(RECORD SET Opens)

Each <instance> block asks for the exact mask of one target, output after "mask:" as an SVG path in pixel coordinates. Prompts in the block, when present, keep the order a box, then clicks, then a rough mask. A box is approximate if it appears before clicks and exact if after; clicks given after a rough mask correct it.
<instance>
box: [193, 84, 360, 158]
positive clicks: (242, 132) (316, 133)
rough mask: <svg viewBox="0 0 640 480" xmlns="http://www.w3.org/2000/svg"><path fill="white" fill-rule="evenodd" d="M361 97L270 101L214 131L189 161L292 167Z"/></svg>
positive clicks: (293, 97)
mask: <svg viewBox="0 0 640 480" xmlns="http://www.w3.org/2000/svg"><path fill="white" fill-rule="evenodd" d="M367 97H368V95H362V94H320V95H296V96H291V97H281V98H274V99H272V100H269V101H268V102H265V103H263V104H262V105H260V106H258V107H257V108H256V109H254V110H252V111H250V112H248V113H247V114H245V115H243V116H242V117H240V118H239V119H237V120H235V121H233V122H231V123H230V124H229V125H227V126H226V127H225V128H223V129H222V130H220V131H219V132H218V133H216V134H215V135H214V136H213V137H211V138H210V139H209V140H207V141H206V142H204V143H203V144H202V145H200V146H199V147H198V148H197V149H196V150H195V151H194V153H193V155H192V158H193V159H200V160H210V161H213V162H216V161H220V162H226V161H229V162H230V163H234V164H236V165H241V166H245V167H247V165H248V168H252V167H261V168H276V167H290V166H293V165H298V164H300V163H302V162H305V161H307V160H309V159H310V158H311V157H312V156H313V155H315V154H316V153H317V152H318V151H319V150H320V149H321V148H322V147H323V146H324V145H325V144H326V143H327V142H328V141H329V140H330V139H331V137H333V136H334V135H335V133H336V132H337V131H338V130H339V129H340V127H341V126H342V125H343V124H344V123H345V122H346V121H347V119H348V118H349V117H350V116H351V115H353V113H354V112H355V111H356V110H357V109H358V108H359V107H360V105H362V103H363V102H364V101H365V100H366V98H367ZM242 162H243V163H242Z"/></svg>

(RECORD SET Closes)
(RECORD SET Opens)

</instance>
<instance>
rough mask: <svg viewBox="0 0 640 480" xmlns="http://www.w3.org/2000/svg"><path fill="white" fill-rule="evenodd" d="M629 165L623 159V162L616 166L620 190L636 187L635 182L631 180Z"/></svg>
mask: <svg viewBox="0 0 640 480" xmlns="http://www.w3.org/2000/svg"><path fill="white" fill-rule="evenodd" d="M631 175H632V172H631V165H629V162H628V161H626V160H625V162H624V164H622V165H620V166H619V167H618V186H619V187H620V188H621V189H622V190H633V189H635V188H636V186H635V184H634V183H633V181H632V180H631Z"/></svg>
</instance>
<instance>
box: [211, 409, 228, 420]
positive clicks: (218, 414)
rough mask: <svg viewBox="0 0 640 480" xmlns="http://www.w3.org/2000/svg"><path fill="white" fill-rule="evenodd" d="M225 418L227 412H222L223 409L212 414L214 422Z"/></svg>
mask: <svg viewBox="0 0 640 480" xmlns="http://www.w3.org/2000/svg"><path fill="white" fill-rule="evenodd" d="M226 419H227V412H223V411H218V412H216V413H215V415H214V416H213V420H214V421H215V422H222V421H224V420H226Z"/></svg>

(RECORD SET Closes)
(RECORD SET Opens)

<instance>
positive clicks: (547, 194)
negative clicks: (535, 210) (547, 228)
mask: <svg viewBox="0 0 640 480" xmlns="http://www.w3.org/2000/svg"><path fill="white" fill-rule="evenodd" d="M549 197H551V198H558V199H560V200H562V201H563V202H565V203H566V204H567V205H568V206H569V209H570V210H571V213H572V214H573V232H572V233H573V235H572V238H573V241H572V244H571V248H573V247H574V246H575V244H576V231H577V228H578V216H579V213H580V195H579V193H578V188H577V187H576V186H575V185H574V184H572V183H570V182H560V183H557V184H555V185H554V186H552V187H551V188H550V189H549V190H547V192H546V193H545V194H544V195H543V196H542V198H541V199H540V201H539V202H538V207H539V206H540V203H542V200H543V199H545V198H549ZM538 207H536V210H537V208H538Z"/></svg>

(RECORD SET Closes)

## [INSTRUCTIONS FOR THE TASK]
Repeat word for word the lines above that run from the line containing "Each <instance> block" through the line containing "97L270 101L214 131L189", both ends included, and nothing else.

## [ANSWER SPACE]
Each <instance> block asks for the exact mask of one target, output after "mask:" as an SVG path in pixel coordinates. Prompts in the block, when present, keep the order a box, then clicks, then a rough mask. A box is approximate if it appears before clicks and exact if after; clicks given after a rough mask correct it.
<instance>
box: [193, 84, 360, 158]
positive clicks: (242, 132) (316, 133)
rough mask: <svg viewBox="0 0 640 480" xmlns="http://www.w3.org/2000/svg"><path fill="white" fill-rule="evenodd" d="M361 97L270 101L214 131L189 161L292 167Z"/></svg>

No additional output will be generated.